Work instructions
1. According to the article about the Los Angeles firefighters' settlement, how much will the city pay?
2. Carry on writing the article about the Los Angeles firefighters' whistleblower settlement from the point where it ends.
[Text shown]
The City of Los Angeles will pay $3 million to a group of firefighters who said they were punished after blowing the whistle on shoddy building inspections.
The City Council on Tuesday agreed to the settlement in response to a lawsuit brought by the group of firefighters who alleged they faced retaliation after reporting misconduct in the Fire Prevention Bureau.
About half a dozen firefighters said in a 2017 lawsuit that untrained fire inspectors took part in rushed or incomplete building inspections as part of a Los Angeles Fire Department “Operation Catch-Up.”
The program followed a 2015 Times report on a backlog of overdue inspections.
The firefighters’ complaints were also depicted in a 2016 Times story in which they accused Fire Prevention Bureau officials of cutting corners by using poorly trained firefighters who were coaxed by supervisors to relax safety rules and overlook violations during inspections.
[/Text shown]
[Extracted entries]
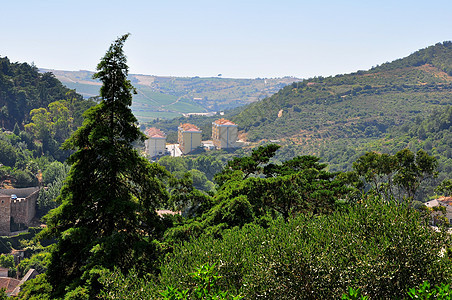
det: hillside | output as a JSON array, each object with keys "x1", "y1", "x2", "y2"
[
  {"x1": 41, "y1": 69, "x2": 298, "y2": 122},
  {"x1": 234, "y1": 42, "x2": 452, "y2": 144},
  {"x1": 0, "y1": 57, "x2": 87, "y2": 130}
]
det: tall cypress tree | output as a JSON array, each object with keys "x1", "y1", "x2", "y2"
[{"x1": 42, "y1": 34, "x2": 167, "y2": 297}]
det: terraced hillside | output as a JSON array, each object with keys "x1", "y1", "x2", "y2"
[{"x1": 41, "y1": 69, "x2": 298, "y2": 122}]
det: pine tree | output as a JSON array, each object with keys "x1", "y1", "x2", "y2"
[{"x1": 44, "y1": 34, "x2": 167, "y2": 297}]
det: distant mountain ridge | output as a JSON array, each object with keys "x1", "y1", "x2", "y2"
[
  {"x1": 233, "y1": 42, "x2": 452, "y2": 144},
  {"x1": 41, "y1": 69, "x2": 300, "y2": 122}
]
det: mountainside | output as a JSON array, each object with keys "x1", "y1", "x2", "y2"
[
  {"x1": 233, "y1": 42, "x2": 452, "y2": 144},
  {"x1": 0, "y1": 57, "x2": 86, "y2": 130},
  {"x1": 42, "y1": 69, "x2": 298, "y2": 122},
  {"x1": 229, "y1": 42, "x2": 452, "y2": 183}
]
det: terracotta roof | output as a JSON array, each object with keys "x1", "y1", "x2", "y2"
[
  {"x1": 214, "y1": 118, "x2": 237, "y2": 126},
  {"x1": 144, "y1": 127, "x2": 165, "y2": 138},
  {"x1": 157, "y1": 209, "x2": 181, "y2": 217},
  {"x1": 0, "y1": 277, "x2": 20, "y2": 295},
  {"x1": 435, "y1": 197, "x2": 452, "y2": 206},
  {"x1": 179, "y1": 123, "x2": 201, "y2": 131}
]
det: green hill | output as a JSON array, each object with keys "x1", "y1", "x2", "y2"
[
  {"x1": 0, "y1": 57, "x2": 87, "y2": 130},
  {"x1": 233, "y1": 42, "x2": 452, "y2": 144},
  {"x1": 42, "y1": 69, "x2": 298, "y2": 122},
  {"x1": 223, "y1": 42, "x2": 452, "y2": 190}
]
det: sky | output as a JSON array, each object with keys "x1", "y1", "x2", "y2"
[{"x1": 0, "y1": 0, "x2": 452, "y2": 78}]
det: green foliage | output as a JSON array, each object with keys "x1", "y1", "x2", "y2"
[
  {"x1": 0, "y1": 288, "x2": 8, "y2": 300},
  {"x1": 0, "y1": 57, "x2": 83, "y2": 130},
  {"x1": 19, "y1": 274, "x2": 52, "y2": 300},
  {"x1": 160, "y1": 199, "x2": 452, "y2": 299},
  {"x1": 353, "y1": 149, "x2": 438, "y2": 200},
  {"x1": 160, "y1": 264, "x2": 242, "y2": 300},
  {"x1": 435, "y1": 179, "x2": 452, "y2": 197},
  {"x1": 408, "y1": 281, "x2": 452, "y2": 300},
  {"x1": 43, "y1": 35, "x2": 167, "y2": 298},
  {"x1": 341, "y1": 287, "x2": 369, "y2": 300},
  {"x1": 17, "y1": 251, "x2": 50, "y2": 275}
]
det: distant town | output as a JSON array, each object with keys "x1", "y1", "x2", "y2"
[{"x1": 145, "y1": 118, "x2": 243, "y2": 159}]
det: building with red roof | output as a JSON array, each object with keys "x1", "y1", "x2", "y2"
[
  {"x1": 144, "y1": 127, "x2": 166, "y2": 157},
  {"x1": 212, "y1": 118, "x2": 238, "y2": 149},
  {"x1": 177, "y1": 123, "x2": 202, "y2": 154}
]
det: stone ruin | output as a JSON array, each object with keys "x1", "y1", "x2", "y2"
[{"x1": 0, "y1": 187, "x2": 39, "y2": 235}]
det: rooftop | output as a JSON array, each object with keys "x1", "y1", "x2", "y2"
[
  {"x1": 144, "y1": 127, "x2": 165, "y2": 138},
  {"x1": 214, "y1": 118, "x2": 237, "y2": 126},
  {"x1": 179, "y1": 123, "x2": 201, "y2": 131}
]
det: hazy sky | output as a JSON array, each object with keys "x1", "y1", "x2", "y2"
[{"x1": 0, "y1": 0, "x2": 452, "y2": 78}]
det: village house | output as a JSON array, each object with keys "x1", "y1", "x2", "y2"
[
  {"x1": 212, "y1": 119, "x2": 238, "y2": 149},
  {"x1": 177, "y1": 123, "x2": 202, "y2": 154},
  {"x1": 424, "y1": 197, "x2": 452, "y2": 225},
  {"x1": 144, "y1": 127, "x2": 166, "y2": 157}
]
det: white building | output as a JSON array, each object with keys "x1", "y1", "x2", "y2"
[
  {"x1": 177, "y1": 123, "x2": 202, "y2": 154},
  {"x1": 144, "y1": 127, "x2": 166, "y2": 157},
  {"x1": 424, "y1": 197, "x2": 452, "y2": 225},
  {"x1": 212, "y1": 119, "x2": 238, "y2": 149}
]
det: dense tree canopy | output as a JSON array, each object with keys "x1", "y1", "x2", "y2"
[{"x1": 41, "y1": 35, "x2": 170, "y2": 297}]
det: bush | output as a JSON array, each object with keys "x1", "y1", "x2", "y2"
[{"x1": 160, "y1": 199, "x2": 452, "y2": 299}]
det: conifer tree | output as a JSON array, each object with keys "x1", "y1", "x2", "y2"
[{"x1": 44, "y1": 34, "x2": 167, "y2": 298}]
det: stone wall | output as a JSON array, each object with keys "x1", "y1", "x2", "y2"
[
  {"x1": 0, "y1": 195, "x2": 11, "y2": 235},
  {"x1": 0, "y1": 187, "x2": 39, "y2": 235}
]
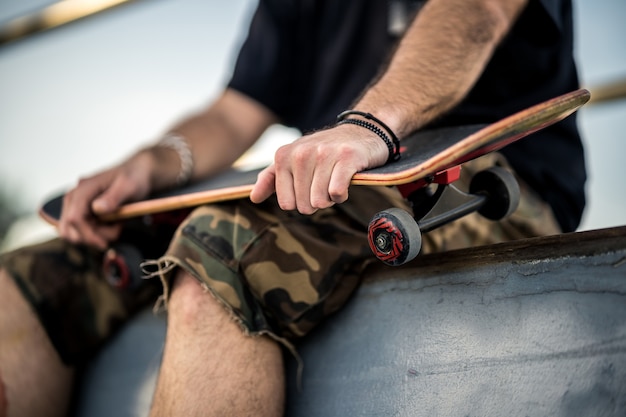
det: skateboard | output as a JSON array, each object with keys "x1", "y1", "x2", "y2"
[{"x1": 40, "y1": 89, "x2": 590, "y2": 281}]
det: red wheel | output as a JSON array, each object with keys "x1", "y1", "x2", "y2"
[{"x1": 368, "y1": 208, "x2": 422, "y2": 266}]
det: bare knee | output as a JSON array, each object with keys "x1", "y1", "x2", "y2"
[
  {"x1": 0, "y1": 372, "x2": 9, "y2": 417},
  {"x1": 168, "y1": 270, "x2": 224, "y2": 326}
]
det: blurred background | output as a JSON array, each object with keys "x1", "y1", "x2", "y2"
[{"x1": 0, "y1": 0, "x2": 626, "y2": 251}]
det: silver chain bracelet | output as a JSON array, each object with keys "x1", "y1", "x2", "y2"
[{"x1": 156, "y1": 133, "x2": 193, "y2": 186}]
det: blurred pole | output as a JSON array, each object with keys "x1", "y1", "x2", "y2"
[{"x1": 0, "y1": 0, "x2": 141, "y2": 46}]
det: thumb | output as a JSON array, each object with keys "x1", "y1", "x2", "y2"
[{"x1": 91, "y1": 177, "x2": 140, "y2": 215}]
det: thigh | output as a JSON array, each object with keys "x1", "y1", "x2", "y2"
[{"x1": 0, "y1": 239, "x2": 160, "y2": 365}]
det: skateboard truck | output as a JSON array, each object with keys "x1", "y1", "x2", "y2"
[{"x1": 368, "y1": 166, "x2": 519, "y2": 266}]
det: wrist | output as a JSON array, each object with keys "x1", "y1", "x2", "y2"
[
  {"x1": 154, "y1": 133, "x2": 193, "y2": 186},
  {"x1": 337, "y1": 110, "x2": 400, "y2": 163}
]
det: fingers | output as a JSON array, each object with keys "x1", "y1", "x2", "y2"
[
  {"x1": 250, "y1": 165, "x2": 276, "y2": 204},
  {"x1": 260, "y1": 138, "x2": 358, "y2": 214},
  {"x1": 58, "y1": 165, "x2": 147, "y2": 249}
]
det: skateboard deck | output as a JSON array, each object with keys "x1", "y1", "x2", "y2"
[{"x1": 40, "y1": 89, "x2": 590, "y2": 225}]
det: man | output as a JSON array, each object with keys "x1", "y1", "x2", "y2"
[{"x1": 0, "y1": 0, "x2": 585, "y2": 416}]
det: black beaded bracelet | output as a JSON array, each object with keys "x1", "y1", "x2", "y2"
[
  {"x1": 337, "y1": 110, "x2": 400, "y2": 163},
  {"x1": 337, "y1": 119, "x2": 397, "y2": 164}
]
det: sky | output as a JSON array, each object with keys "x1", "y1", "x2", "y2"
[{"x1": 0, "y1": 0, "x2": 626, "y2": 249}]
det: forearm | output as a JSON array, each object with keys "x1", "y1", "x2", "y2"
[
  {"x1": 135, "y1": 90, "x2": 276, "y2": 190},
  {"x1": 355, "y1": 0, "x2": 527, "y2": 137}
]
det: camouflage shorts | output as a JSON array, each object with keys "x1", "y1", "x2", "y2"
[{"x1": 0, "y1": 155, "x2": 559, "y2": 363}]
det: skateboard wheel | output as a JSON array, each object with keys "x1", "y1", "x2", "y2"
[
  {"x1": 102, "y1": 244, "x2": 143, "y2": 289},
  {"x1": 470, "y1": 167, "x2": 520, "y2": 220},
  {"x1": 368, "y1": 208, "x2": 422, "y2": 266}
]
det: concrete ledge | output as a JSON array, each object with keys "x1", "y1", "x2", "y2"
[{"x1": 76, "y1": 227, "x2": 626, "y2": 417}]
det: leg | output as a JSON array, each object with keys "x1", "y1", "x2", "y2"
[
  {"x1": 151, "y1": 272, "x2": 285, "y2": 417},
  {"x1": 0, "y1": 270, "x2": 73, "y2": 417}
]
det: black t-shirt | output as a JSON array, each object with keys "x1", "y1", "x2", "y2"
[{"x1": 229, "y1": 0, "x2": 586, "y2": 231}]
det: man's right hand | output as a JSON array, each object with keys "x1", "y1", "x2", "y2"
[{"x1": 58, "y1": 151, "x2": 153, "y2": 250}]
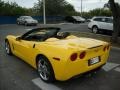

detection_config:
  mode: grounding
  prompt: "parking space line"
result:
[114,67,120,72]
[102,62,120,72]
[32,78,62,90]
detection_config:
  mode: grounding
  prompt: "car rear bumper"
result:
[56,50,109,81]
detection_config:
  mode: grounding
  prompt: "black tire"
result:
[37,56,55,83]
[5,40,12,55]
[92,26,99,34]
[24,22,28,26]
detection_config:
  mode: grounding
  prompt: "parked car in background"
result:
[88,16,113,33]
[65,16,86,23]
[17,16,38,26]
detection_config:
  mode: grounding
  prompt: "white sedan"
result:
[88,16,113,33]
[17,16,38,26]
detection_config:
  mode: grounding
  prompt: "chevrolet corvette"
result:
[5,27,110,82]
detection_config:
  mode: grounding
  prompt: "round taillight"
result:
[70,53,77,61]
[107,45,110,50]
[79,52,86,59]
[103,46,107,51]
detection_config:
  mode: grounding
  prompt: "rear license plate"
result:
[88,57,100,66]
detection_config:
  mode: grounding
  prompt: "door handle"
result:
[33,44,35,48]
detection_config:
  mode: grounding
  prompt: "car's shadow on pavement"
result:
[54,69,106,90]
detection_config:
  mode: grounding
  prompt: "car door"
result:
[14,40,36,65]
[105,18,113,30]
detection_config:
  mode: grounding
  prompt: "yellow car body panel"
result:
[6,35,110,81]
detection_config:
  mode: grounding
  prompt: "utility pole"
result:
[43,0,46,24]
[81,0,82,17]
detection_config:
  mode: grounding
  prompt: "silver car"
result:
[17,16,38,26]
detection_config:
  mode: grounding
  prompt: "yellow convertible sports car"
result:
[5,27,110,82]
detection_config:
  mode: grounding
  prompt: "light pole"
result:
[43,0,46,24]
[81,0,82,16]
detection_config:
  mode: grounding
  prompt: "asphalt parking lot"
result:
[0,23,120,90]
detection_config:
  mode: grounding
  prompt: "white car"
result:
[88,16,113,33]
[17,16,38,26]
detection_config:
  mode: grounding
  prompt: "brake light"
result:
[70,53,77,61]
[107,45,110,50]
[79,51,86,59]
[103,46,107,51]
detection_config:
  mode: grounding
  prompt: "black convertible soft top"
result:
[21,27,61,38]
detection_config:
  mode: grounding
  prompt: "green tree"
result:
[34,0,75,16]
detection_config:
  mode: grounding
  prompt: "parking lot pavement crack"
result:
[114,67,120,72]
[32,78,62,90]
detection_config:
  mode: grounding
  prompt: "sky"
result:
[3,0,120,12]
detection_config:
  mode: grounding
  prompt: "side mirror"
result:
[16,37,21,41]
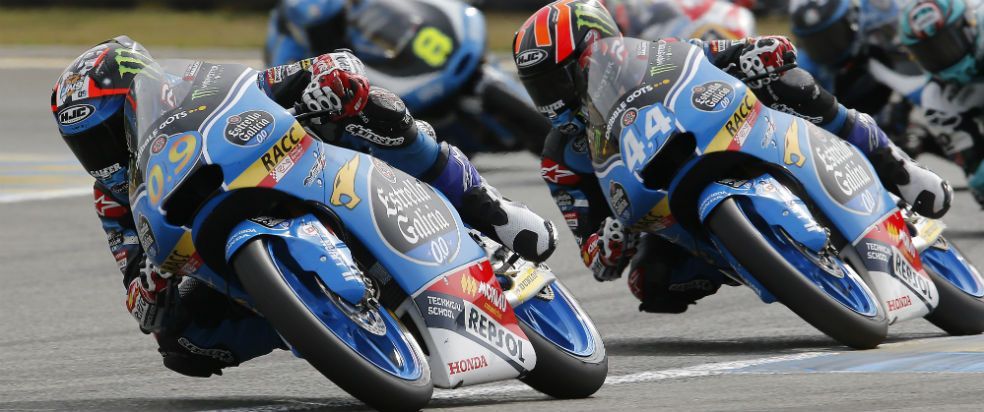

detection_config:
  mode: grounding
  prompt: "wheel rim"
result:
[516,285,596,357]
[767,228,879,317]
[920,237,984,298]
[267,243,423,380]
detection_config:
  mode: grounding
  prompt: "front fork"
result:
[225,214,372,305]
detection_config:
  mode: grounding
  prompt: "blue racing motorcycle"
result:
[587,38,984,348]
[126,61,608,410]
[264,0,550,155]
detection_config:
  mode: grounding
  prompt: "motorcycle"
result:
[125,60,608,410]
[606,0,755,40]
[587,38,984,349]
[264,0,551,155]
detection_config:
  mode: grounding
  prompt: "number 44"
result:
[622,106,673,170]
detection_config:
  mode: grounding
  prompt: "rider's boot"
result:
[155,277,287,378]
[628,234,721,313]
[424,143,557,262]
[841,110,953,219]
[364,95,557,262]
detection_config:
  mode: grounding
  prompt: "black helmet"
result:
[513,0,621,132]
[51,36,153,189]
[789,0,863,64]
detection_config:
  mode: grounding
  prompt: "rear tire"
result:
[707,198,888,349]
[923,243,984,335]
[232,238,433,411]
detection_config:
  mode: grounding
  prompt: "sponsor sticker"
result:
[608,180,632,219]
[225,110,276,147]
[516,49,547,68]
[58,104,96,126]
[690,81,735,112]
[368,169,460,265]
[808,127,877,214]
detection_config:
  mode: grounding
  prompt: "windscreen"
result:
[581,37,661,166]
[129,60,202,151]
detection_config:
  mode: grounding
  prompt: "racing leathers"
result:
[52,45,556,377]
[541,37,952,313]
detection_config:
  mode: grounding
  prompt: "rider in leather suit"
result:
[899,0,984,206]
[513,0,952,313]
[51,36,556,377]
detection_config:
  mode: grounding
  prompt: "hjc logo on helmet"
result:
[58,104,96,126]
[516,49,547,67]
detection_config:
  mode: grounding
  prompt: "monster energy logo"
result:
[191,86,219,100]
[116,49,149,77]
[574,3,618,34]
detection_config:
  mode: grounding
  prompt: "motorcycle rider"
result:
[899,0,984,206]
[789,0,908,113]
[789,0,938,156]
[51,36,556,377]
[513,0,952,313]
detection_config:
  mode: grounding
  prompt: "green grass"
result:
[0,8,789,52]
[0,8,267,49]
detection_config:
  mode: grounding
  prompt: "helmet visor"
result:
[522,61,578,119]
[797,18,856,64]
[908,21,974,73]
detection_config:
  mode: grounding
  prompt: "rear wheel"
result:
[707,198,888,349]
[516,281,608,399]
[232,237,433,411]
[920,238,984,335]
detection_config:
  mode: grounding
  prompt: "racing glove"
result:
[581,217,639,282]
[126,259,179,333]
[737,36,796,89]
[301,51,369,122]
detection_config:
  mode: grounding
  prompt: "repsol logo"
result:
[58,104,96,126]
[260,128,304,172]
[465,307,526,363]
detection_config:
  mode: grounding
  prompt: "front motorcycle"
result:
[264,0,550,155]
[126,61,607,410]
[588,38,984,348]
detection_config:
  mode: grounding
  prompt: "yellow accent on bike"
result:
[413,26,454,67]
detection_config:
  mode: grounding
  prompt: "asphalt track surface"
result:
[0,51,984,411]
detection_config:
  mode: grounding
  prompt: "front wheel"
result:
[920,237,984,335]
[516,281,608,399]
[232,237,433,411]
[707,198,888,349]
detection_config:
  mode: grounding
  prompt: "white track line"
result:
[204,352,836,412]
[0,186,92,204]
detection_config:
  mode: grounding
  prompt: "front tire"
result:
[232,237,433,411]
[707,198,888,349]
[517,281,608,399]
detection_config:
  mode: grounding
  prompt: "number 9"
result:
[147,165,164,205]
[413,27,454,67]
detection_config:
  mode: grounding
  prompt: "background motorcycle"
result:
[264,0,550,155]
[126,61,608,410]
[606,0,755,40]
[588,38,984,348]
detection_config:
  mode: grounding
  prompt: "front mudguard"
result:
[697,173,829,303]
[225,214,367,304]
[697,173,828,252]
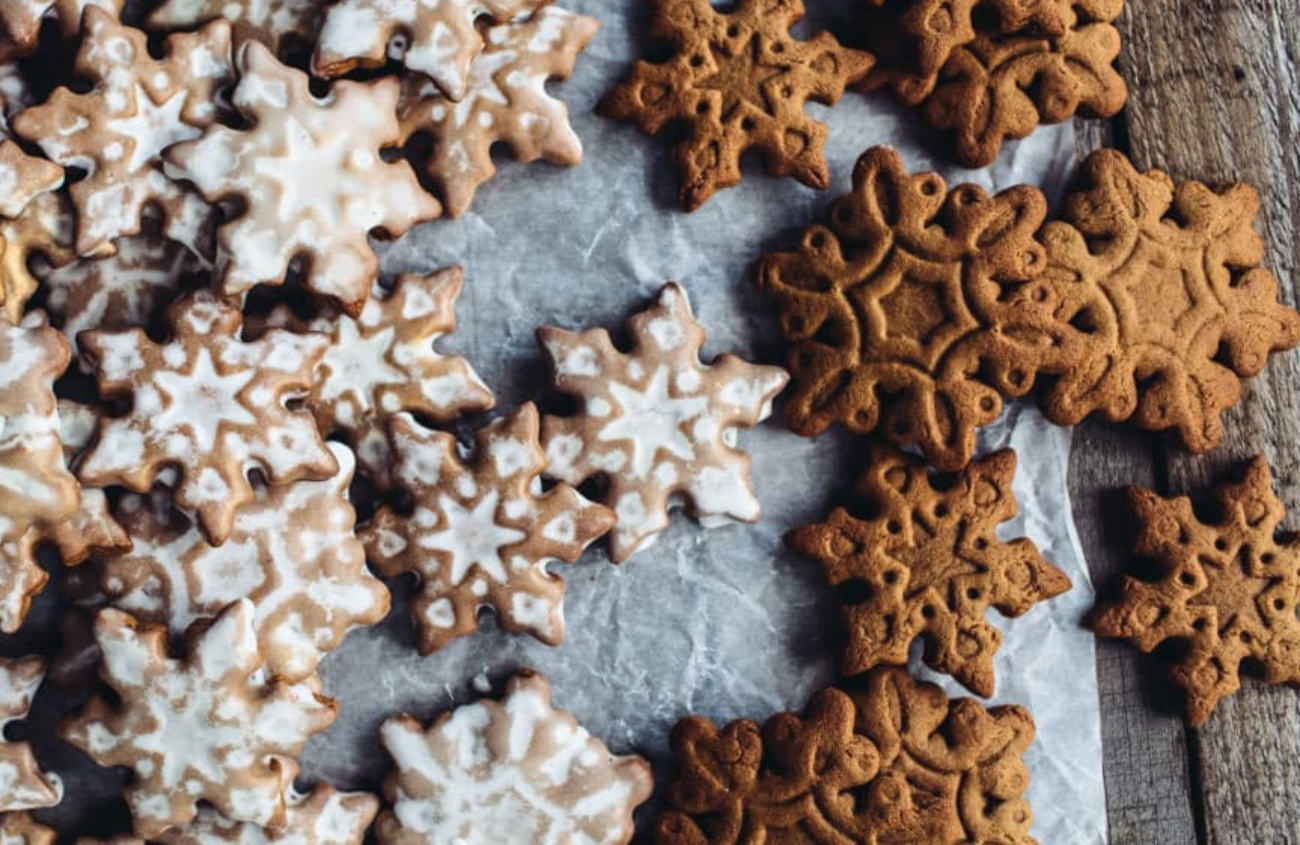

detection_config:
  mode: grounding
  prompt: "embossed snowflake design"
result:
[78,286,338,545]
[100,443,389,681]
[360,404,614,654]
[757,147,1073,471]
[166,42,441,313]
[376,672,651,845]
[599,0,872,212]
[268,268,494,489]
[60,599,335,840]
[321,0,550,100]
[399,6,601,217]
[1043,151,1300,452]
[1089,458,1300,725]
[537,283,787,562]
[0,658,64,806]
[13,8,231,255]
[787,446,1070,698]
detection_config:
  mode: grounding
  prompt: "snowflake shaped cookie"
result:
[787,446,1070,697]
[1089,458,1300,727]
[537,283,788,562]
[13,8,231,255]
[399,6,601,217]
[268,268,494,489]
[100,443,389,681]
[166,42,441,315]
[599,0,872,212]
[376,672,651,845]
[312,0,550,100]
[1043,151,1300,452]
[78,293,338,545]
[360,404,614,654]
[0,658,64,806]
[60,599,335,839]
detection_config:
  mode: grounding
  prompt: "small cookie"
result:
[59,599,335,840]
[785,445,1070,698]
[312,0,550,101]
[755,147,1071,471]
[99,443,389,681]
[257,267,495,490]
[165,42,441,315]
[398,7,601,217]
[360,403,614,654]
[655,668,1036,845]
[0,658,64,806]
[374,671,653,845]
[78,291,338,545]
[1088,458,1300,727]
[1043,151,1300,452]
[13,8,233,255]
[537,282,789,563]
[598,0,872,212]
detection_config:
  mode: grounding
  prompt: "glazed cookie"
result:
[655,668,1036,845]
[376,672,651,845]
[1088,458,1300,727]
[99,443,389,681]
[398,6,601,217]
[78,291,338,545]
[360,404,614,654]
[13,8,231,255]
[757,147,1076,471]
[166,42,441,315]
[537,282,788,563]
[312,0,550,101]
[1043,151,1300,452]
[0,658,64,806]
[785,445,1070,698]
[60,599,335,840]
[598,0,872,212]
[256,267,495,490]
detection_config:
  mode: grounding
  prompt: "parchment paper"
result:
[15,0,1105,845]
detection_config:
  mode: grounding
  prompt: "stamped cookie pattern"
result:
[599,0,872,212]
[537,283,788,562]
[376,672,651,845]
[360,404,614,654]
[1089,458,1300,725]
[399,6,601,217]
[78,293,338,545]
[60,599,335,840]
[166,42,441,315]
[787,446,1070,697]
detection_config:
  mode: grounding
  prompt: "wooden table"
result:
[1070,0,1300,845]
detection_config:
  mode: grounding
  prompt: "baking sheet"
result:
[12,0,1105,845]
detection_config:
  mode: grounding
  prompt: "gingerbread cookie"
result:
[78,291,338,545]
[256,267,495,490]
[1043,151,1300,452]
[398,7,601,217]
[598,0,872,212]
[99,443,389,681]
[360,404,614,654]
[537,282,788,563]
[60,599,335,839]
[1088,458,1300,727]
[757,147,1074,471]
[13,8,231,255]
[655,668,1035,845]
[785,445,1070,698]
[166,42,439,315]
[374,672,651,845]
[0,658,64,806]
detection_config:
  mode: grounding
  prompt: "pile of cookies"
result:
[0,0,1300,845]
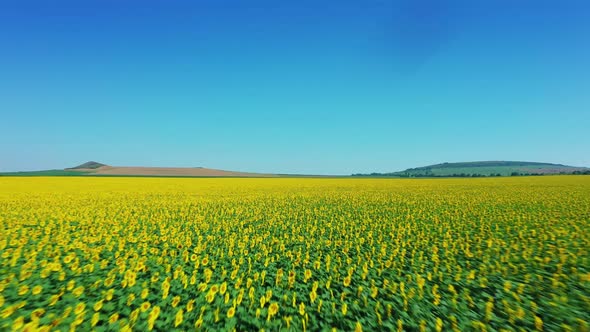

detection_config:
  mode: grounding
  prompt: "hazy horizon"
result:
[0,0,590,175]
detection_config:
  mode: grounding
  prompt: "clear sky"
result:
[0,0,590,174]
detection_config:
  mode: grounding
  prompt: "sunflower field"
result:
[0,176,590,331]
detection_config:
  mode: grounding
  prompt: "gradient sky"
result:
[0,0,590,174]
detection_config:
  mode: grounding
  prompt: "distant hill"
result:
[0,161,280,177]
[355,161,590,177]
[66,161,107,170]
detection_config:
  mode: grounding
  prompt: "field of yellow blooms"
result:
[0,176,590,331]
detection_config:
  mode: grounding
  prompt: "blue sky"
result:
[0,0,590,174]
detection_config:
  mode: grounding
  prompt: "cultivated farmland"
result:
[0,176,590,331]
[/Extracted entries]
Your responses
1. $3 million

2.
The result, the inspectors said, was that apartments, hospitals, studios, high rises and other buildings across Los Angeles had been improperly declared safe.
The firefighters said they faced harassment and discrimination from the city for speaking out about the shoddy work.
One said the fire department made a list of all attendees of a union meeting after a firefighter complained about the inspection process, the complaint states. Another firefighter said his position was cut after he reported unlawful billing practices in the unit that inspects high-rises. He was moved to a fire station and had his pay cut by $50,000.
A department investigation into the claims found “insufficient evidence to sustain any charges” that the department had cut corners during the inspection process.
The settlement is the second in a lawsuit involving the Fire Prevention Bureau in recent years.
Former Fire Marshal John Vidovich, who is mentioned in the lawsuit as running “Operation Catch-Up” and is accused by the firefighters of threatening them, sued the city in 2017. The city paid him $800,000 to settle his complaint, in which he alleged he was pushed out of his job by the LAFD union after exposing “illegal and fraudulent acts” by inspectors.
Vidovich testified he found fire inspectors falsifying and destroying records and demanding unnecessary overtime. An investigation sustained one of his allegations but not another.